Entries for pointing at labeled objects:
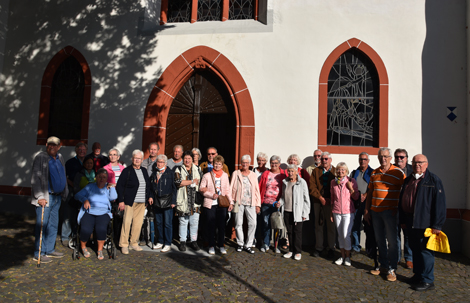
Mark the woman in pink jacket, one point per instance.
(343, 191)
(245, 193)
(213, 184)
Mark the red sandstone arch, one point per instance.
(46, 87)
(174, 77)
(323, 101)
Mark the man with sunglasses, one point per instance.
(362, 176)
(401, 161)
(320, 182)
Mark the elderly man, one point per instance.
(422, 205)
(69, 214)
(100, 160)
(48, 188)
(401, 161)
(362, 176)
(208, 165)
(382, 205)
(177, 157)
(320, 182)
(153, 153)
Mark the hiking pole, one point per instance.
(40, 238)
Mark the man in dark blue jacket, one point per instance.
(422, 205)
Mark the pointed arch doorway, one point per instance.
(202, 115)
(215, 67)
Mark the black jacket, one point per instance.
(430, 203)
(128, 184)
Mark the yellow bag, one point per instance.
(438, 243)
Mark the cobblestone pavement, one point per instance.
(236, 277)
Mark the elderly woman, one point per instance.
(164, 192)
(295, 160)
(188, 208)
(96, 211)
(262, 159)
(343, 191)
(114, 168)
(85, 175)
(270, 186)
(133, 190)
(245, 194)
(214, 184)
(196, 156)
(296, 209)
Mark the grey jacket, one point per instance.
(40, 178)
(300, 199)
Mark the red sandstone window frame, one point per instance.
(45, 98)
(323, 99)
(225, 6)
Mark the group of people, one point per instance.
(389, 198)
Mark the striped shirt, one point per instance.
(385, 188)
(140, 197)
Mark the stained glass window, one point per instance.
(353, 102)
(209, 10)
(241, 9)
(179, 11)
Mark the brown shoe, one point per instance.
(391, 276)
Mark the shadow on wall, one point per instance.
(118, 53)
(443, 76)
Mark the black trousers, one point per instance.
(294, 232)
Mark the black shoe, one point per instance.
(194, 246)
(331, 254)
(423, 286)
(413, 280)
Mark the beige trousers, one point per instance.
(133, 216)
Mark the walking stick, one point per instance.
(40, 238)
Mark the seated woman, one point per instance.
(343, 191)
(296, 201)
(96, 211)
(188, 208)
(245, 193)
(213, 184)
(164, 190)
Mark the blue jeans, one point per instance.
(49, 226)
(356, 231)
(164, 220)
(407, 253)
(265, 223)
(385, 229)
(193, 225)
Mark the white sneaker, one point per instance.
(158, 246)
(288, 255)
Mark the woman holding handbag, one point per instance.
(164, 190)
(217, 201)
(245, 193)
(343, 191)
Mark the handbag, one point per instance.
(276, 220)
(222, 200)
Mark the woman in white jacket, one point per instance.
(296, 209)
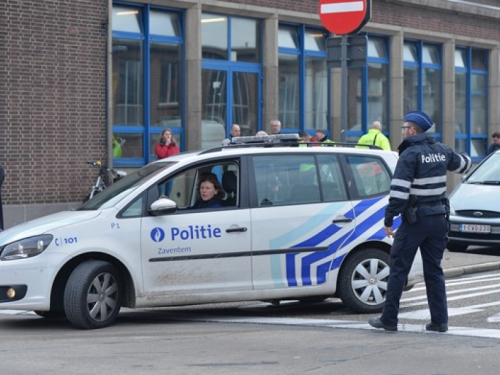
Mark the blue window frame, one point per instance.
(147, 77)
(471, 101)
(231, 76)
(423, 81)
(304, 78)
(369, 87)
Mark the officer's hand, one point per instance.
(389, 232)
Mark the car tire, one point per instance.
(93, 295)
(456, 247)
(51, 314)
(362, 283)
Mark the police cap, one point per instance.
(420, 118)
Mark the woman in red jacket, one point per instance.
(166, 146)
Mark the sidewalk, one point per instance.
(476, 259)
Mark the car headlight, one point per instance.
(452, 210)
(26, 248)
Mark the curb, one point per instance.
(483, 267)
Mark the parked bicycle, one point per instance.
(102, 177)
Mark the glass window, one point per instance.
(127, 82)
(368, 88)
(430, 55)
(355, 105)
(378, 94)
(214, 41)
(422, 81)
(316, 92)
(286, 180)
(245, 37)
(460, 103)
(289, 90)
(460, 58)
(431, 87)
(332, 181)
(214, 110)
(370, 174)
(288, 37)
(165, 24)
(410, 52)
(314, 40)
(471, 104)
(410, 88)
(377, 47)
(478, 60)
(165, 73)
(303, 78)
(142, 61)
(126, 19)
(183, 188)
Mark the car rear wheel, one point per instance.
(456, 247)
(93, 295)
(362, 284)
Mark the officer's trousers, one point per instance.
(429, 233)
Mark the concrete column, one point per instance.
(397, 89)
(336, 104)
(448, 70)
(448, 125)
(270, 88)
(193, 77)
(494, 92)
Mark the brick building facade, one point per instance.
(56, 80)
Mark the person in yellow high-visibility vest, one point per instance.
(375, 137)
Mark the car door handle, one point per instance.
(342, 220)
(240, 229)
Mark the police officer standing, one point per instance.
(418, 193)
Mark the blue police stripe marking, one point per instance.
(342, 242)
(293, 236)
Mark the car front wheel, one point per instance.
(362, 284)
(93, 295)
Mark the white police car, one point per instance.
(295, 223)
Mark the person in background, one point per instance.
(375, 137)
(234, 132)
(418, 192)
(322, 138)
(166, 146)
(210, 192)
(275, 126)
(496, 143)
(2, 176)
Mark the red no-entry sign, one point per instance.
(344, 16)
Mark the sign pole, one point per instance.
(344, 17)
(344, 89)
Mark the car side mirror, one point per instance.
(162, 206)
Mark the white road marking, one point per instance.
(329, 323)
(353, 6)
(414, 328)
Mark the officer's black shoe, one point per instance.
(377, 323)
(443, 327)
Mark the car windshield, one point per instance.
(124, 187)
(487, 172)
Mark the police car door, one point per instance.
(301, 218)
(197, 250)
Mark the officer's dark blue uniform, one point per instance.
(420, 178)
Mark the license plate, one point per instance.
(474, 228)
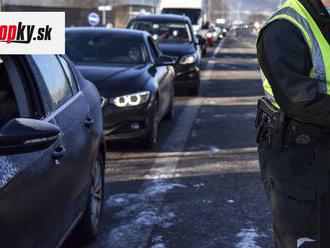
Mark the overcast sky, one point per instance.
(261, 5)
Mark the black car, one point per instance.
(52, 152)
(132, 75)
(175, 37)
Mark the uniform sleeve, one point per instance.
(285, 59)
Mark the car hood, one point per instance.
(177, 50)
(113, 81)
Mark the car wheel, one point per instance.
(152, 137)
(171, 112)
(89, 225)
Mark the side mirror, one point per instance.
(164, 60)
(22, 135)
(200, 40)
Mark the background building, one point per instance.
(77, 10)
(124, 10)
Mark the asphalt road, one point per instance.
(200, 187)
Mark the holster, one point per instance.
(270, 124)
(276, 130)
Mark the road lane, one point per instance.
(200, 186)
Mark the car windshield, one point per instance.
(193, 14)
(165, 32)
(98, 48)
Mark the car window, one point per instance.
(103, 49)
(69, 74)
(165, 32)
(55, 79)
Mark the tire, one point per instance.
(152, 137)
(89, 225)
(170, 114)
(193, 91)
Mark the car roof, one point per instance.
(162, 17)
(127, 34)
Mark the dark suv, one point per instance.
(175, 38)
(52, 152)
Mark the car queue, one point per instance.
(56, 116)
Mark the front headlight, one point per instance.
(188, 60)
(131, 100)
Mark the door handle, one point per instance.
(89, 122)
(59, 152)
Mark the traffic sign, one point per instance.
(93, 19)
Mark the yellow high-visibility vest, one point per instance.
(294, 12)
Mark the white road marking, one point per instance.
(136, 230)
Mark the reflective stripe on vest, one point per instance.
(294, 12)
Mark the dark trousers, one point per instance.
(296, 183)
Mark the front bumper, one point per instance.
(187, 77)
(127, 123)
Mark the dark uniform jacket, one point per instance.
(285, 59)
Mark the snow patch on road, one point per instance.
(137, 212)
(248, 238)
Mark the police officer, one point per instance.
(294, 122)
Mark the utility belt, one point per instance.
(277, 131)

§ **TASK BRIEF**: Copy every one of the entries above word for word, leaving out the pictures.

§ **CORRECT ANSWER**:
Mark the woman in pink jacket, one point per instance.
(343, 191)
(245, 193)
(213, 184)
Mark the red sandstone arch, one point per instance.
(46, 87)
(174, 77)
(323, 101)
Mark the man with sunglasses, one point per instance.
(362, 176)
(401, 161)
(320, 182)
Mark the elderly man, one point per instance.
(422, 205)
(69, 214)
(100, 160)
(48, 188)
(401, 161)
(362, 176)
(208, 165)
(382, 205)
(177, 157)
(320, 182)
(153, 153)
Mark the hiking pole, one point per instance.
(40, 238)
Mark the man in dark blue jacket, one point per instance.
(422, 205)
Mark the pointed arch doorway, one point per instance.
(202, 115)
(215, 67)
Mark the black jacket, one point per instance.
(430, 203)
(128, 184)
Mark the yellow bag, one point per instance.
(438, 243)
Mark the cobblestone pavement, one point per instance.
(236, 277)
Mark the elderly woman, one point per instance.
(164, 192)
(295, 160)
(188, 208)
(96, 211)
(262, 159)
(343, 191)
(114, 168)
(85, 175)
(270, 186)
(133, 190)
(245, 194)
(214, 184)
(196, 156)
(296, 209)
Mark the grey jacket, one point per instance.
(40, 178)
(300, 199)
Mark the red sandstone window frame, one point per instance.
(45, 98)
(323, 99)
(225, 6)
Mark the group of people, one point per instance.
(389, 198)
Mark the striped shirt, one point per instance.
(385, 188)
(140, 197)
Mark the stained glass window, one point per instance.
(353, 102)
(209, 10)
(241, 9)
(179, 11)
Mark the brown shoe, one point per instance.
(391, 276)
Mark the shadow on wall, one point per instance.
(118, 53)
(443, 76)
Mark the black trousers, one point per instance.
(294, 232)
Mark the black shoe, one point per instance.
(194, 246)
(331, 254)
(423, 286)
(413, 280)
Mark the beige trousers, one point per instance.
(133, 216)
Mark the walking stick, one point per instance.
(40, 238)
Mark the seated woman, one point per instance.
(343, 191)
(296, 201)
(96, 211)
(188, 208)
(245, 193)
(213, 184)
(164, 190)
Mark the blue jeans, one point per instance.
(49, 226)
(356, 231)
(164, 220)
(407, 253)
(265, 223)
(385, 229)
(193, 225)
Mark the white sneaker, one point per instance.
(158, 246)
(288, 255)
Mark the woman holding handbag, one point per instance.
(164, 190)
(217, 201)
(245, 193)
(343, 191)
Mark the handbag, one point per instance.
(276, 220)
(222, 200)
Mark the woman in white jacket, one point per instance.
(296, 209)
Mark the blue window frame, one point per instance.
(147, 77)
(471, 101)
(231, 76)
(423, 81)
(304, 78)
(369, 87)
Mark the officer's hand, one point per instance.
(389, 232)
Mark the car tire, one point per instance.
(93, 295)
(456, 247)
(51, 314)
(362, 283)
Mark the police cap, one point per instance.
(420, 118)
Mark the woman in red jacket, one point per instance.
(166, 146)
Mark the sidewalk, one point per instance.
(476, 259)
Mark the car headlight, one point per instance.
(452, 210)
(26, 248)
Mark the curb, one point per instance.
(483, 267)
Mark the parked bicycle, one point per instance.
(102, 177)
Mark the glass window, one point per instance.
(127, 82)
(368, 88)
(430, 55)
(355, 105)
(378, 94)
(214, 41)
(422, 81)
(316, 92)
(286, 180)
(245, 37)
(460, 103)
(289, 90)
(460, 58)
(431, 87)
(332, 181)
(214, 110)
(370, 174)
(288, 37)
(165, 24)
(410, 52)
(314, 40)
(471, 104)
(410, 88)
(377, 47)
(478, 60)
(165, 73)
(303, 78)
(142, 61)
(126, 19)
(183, 188)
Mark the car rear wheel, one point per instance.
(456, 247)
(93, 295)
(362, 284)
Mark the officer's trousers, one point per instance.
(429, 233)
Mark the concrete column, one point per instance.
(397, 89)
(336, 104)
(448, 70)
(448, 125)
(270, 88)
(193, 77)
(494, 92)
Mark the brick building facade, one point per instance.
(56, 80)
Mark the person in yellow high-visibility vest, one point per instance.
(375, 137)
Mark the car door handle, one point per instance.
(342, 220)
(240, 229)
Mark the police officer standing, one point per instance.
(418, 193)
Mark the blue police stripe marking, one point per instance.
(342, 242)
(293, 236)
Mark the car front wheel, one point per instance.
(362, 284)
(93, 295)
Mark the white police car, one point per instance.
(295, 223)
Mark the person in background, one point per instance.
(375, 137)
(234, 132)
(418, 192)
(322, 138)
(166, 146)
(210, 192)
(275, 126)
(496, 143)
(2, 176)
Mark the red no-entry sign, one point per instance.
(344, 16)
Mark the sign pole, one point per instance.
(344, 17)
(344, 89)
Mark the car side mirror, one point per instance.
(162, 206)
Mark the white road marking, one point per instance.
(329, 323)
(353, 6)
(414, 328)
Mark the officer's black shoe, one point per instance.
(377, 323)
(443, 327)
Mark the car windshield, one point per instance.
(124, 187)
(487, 172)
Mark the police car door, one point per instance.
(301, 218)
(197, 250)
Mark the officer's dark blue uniform, one point per instance.
(420, 178)
Mark the license plate, one point per instance.
(474, 228)
Mark the overcast sky, one point per instance.
(261, 5)
Mark the black car, one point per instance.
(52, 152)
(132, 75)
(175, 37)
Mark the uniform sleeve, one point per instance.
(285, 59)
Mark the car hood, one point per instance.
(177, 50)
(113, 81)
Mark the car wheel, one point per instance.
(152, 137)
(171, 112)
(89, 225)
Mark the side mirror, one point per instance.
(164, 60)
(22, 135)
(200, 40)
Mark the background building, one point per instance.
(77, 10)
(124, 10)
Mark the asphalt road, one point per instance.
(200, 187)
Mark the holster, one point per instance.
(270, 124)
(276, 130)
Mark the road lane, one point per instance.
(200, 186)
Mark the car windshield, one point per instance.
(193, 14)
(165, 32)
(98, 48)
Mark the car window, one point per instance.
(103, 49)
(69, 74)
(165, 32)
(55, 79)
Mark the tire, one point per instance.
(152, 137)
(89, 225)
(170, 114)
(193, 91)
Mark the car roof, one point per instance.
(162, 17)
(127, 34)
Mark the dark suv, one point per instance.
(175, 38)
(52, 152)
Mark the car queue, one point per instance.
(56, 116)
Mark the front headlight, one point per instance.
(188, 60)
(131, 100)
Mark the door handle, one point per instance.
(89, 122)
(59, 152)
Mark the traffic sign, one point per instance.
(93, 19)
Mark the yellow high-visibility vest, one point per instance.
(294, 12)
Mark the white road marking, one point per instance.
(136, 230)
Mark the reflective stripe on vest, one point per instance.
(294, 12)
Mark the dark trousers, one point per instance.
(296, 183)
Mark the front bumper, one point per instance.
(187, 77)
(127, 123)
Mark the dark uniform jacket, one point per instance.
(285, 59)
Mark the snow patch on road, one point per instance.
(137, 212)
(248, 238)
Mark the police officer, one point per instance.
(294, 122)
Mark the utility belt, one point per instance.
(277, 131)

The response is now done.